» **About this exercise**: Scan the records for "altar" and copy each line that contains it.

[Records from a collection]
--------------------------------

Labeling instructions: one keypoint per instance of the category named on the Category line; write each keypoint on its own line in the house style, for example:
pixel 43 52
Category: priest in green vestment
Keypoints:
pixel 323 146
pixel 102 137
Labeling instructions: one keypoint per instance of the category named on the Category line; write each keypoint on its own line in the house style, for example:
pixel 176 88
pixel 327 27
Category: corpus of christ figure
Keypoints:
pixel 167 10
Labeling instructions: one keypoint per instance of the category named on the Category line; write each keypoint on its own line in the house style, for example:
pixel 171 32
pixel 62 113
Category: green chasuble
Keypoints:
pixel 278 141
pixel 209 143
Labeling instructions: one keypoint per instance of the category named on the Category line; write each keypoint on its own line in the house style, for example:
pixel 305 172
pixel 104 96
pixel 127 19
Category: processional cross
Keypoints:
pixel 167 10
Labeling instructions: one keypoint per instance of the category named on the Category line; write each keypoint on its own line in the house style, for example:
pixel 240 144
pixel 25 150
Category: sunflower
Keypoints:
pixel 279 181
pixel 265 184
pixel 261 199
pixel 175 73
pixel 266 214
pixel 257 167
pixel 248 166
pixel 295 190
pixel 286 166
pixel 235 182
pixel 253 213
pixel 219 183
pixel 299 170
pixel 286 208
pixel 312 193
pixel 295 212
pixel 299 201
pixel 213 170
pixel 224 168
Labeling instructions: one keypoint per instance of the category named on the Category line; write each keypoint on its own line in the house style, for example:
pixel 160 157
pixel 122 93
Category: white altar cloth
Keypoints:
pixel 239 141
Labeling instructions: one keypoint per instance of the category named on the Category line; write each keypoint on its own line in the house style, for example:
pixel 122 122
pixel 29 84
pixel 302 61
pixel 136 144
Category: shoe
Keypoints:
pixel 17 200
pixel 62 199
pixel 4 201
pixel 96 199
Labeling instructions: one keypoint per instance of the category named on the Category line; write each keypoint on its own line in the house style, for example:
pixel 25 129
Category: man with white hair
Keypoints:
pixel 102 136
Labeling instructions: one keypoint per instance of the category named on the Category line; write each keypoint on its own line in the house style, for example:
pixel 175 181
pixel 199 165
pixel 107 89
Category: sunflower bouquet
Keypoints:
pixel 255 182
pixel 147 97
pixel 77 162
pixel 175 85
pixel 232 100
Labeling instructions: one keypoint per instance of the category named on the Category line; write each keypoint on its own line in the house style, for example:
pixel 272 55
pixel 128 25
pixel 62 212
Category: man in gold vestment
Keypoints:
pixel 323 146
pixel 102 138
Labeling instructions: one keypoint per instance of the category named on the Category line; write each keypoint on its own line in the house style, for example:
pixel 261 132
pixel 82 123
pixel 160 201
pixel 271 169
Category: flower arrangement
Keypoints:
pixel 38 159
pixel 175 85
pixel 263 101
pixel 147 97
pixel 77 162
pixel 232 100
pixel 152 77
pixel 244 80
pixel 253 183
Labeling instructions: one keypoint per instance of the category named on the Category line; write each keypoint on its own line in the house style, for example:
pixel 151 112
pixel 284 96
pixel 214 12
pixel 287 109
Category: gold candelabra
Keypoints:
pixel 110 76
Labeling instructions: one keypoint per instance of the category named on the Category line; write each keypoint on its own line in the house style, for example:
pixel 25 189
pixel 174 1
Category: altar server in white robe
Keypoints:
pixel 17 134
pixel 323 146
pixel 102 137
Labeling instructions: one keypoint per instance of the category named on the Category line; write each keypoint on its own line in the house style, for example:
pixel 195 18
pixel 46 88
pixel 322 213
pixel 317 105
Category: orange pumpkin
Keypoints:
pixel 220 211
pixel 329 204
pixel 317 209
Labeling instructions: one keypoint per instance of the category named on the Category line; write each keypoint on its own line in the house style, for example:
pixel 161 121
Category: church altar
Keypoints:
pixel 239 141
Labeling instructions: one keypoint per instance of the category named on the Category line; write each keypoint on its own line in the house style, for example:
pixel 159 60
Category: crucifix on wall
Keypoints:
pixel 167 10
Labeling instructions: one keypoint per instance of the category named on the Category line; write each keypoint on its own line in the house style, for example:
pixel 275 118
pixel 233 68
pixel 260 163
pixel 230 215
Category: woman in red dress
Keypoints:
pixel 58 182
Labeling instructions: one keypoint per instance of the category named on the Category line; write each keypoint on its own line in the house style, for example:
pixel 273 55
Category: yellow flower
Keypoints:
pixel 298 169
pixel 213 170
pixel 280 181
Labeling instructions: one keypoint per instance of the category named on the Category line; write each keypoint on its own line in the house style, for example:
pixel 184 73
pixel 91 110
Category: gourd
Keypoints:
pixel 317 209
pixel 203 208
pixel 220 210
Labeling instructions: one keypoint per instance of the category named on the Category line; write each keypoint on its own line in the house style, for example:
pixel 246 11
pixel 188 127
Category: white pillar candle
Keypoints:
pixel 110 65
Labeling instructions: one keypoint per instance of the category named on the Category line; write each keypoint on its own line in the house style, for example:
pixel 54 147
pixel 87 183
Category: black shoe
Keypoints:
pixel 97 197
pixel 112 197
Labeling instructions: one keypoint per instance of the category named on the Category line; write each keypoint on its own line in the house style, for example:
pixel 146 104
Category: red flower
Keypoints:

--------------------------------

» **Solution to the exercise**:
Category: white altar cloth
Category: altar server in white robe
Category: church altar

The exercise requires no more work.